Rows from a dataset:
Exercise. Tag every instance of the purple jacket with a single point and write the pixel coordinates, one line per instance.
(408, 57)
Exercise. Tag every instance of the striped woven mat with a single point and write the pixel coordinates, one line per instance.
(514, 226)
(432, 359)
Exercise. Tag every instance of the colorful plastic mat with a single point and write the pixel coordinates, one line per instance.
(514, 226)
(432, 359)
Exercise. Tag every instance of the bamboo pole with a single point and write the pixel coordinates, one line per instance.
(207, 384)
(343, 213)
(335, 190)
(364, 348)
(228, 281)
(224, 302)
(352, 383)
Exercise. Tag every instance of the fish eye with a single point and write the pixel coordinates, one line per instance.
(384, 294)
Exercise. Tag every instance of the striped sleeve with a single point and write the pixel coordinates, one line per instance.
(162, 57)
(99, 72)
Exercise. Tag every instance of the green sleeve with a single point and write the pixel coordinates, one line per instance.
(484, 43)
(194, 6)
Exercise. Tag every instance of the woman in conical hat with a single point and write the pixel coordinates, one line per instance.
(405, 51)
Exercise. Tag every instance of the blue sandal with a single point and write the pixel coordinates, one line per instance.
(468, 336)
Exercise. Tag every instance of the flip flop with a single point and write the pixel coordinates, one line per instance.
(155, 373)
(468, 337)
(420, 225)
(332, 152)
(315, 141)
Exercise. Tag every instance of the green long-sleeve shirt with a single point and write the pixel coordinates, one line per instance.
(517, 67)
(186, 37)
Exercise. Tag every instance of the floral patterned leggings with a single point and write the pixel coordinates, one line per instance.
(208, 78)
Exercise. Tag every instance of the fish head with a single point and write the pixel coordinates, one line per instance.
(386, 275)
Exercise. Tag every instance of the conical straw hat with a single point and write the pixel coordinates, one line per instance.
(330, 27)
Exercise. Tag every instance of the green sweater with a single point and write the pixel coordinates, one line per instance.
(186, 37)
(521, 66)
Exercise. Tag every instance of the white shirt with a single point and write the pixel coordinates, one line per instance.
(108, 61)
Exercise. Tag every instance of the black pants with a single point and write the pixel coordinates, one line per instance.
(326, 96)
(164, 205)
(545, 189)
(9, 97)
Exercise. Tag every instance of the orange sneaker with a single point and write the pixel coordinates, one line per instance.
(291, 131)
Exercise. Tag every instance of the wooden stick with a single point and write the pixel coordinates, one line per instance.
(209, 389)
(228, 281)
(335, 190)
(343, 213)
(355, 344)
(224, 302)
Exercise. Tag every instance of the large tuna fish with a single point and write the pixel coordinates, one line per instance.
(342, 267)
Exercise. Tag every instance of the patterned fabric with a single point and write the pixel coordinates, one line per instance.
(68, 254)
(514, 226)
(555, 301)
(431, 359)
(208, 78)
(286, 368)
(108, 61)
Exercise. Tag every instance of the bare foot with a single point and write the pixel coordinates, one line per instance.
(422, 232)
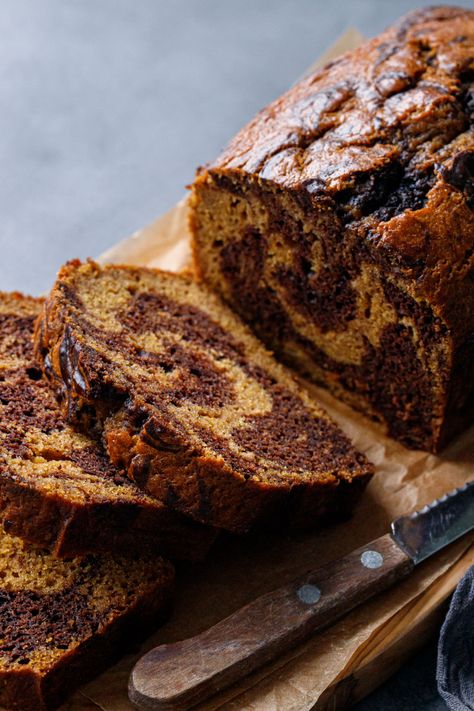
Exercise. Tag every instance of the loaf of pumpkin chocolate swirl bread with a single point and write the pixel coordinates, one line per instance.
(58, 488)
(339, 224)
(190, 403)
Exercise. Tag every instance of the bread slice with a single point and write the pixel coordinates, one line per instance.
(190, 402)
(62, 622)
(338, 224)
(58, 488)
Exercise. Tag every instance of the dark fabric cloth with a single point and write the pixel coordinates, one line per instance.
(455, 668)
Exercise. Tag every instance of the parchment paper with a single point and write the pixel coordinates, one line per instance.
(342, 664)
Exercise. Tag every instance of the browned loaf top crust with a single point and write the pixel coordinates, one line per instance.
(191, 404)
(339, 224)
(63, 621)
(58, 488)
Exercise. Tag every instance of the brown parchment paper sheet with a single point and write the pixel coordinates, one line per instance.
(348, 660)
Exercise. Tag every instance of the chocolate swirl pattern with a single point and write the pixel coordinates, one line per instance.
(338, 224)
(58, 488)
(63, 621)
(190, 403)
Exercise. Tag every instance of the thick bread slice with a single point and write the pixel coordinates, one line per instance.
(58, 488)
(190, 402)
(62, 622)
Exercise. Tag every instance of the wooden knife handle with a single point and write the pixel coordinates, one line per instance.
(180, 675)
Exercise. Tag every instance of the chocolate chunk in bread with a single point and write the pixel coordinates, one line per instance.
(58, 488)
(190, 403)
(63, 621)
(338, 224)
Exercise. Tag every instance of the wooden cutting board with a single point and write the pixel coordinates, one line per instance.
(343, 664)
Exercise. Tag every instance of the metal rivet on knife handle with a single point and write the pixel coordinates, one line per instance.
(371, 559)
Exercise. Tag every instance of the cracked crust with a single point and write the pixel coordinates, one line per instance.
(58, 488)
(338, 223)
(190, 403)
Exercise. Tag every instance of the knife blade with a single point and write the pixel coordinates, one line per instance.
(178, 676)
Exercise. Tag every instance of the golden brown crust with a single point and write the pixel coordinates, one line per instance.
(362, 171)
(190, 403)
(58, 489)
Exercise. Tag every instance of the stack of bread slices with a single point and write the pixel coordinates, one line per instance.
(138, 418)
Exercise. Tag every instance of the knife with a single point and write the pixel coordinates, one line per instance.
(180, 675)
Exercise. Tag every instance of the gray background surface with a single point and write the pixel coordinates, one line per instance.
(107, 107)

> _The problem_: Return all of the entries word for word, but omit the pictures.

> _Worked answer_:
Exercise. Tag every instance of the purple jacket with a single point and write the pixel coordinates, one line per instance.
(408, 57)
Exercise. Tag every instance of the striped woven mat with a single point and write the pixel coordinates, one line per instance.
(514, 226)
(432, 359)
Exercise. Tag every instance of the colorful plastic mat with a single point and write the pixel coordinates, one line per instance.
(514, 226)
(432, 359)
Exercise. Tag every instance of the bamboo pole with a single point and write the pixel coordinates, one line per instance.
(207, 384)
(343, 213)
(335, 190)
(364, 348)
(228, 281)
(224, 302)
(352, 383)
Exercise. Tag every instance of the fish eye with a single point and write the pixel coordinates, one line per instance.
(384, 294)
Exercise. Tag every instance of the striped sleeve with a single point and write the pixel coordinates, one line per instance.
(162, 57)
(99, 72)
Exercise. Tag every instance of the green sleeve with a single point and write the pixel coordinates, one line per instance.
(484, 43)
(194, 6)
Exercise. Tag every instance of the woman in conical hat with a single point and write the pixel coordinates, one line per instance.
(405, 51)
Exercise. Tag every instance of the blue sandal with a single point and write the pixel coordinates, one line per instance.
(468, 336)
Exercise. Tag every instance of the flip flop with a single point and write the pixel coordinates, one line per instance.
(155, 373)
(468, 337)
(420, 225)
(332, 152)
(315, 141)
Exercise. Tag every instance of the green long-sleeve shirt with a single point and write the pixel coordinates, one line per instance.
(517, 67)
(186, 37)
Exercise. Tag every instance of the floral patterned leggings with a single point and write the pixel coordinates, one line per instance.
(208, 78)
Exercise. Tag every instance of the fish head with a single point and write the pixel coordinates, one line per instance.
(386, 275)
Exercise. Tag every instance of the conical straw hat with a single point and write the pixel coordinates, one line per instance.
(330, 27)
Exercise. Tag every instance of the green sweater with a single point and write the pixel coordinates, one line per instance.
(186, 37)
(521, 66)
Exercise. Tag every instance of the white shirt with a single point and write the pixel coordinates, one line per instance.
(108, 61)
Exercise. Tag every instance of the black pants with a single point and write the pixel coordinates, one line per instance.
(326, 96)
(164, 205)
(545, 189)
(9, 97)
Exercise. Tag every instance of the orange sneaker with a single point and write the pixel coordinates, one line per instance.
(291, 131)
Exercise. Tag every instance of the wooden stick with a single point and write the pixel coordinates, one line per instance.
(209, 389)
(228, 281)
(335, 190)
(343, 213)
(355, 344)
(224, 302)
Exercise. Tag every instance of the large tuna fish with a single point and write the pixel coordinates, one line per instance.
(342, 267)
Exercise. Tag every instance of the patterned fabric with a single point and write the pixel coordinates, one line per instance.
(68, 254)
(514, 226)
(555, 301)
(431, 359)
(208, 78)
(286, 368)
(108, 61)
Exercise. Tag every instance of the bare foot with a single point and write the pixel coordinates, one line per instance.
(422, 232)
Exercise. Tag every instance of the loaf of pumpkin chocolate swirl bread with a single point and write the pixel coordinates, one line per instance.
(58, 488)
(339, 224)
(190, 403)
Exercise. Tag every instance of the bread slice with a single point and write the pixel coordinates, one line per instance.
(190, 402)
(62, 622)
(338, 224)
(58, 488)
Exercise. Tag every instance of the dark fabric cloth with a single point and write the pixel coordinates, one line per instance.
(455, 668)
Exercise. Tag every instance of the parchment paper with a single point and write the pixel coordinates, one line per instance.
(342, 664)
Exercise. Tag every instance of the browned loaf top crust with a single point and write the pixel coordinates, one line per instance.
(191, 404)
(339, 224)
(63, 621)
(58, 488)
Exercise. Tag every instance of the brown parchment paper sheet with a single point and write the pixel coordinates, one line per instance.
(348, 660)
Exercise. Tag every instance of the chocolate swirl pattern with a single point and write the pixel coordinates, one line per instance.
(338, 224)
(58, 488)
(63, 621)
(190, 403)
Exercise. Tag every instance of the thick bread slice with a single point and write the pixel coordinates, one line per instance.
(58, 488)
(190, 402)
(62, 622)
Exercise. Tag every instance of the wooden knife handle with a single point and write the pixel coordinates, one line per instance.
(180, 675)
Exercise. Tag every instance of the chocolate chunk in bread with a single point and write the pixel coordinates, one line per instance.
(58, 488)
(190, 403)
(63, 621)
(338, 224)
Exercise. Tag every instance of the wooden cutting board with a single point and write the pixel coordinates, one line per instance.
(343, 664)
Exercise. Tag every instance of the metal rivet on knife handle with a single point and write the pixel coordinates, one line per instance.
(371, 559)
Exercise. Tag every instance of the cracked crust with a single point and write the pixel coordinates, one line per instance.
(58, 488)
(338, 223)
(190, 403)
Exercise. Tag every instance of the knife blade with a single point and write the pixel coordinates, one line per instance.
(178, 676)
Exercise. Tag every instance of the golden brown crust with a single point and write the pixel coordinates, one line per instance.
(362, 171)
(190, 403)
(58, 489)
Exercise. Tag every instance of the stack of bread slices with a single point and write the pixel coordinates, one line per instance.
(138, 418)
Exercise. Tag every instance of the knife with a single point and write the pixel coordinates, one line per instance.
(180, 675)
Exercise. Tag every instance of the gray background surface with a single point and write the pixel coordinates, one line per instance.
(107, 107)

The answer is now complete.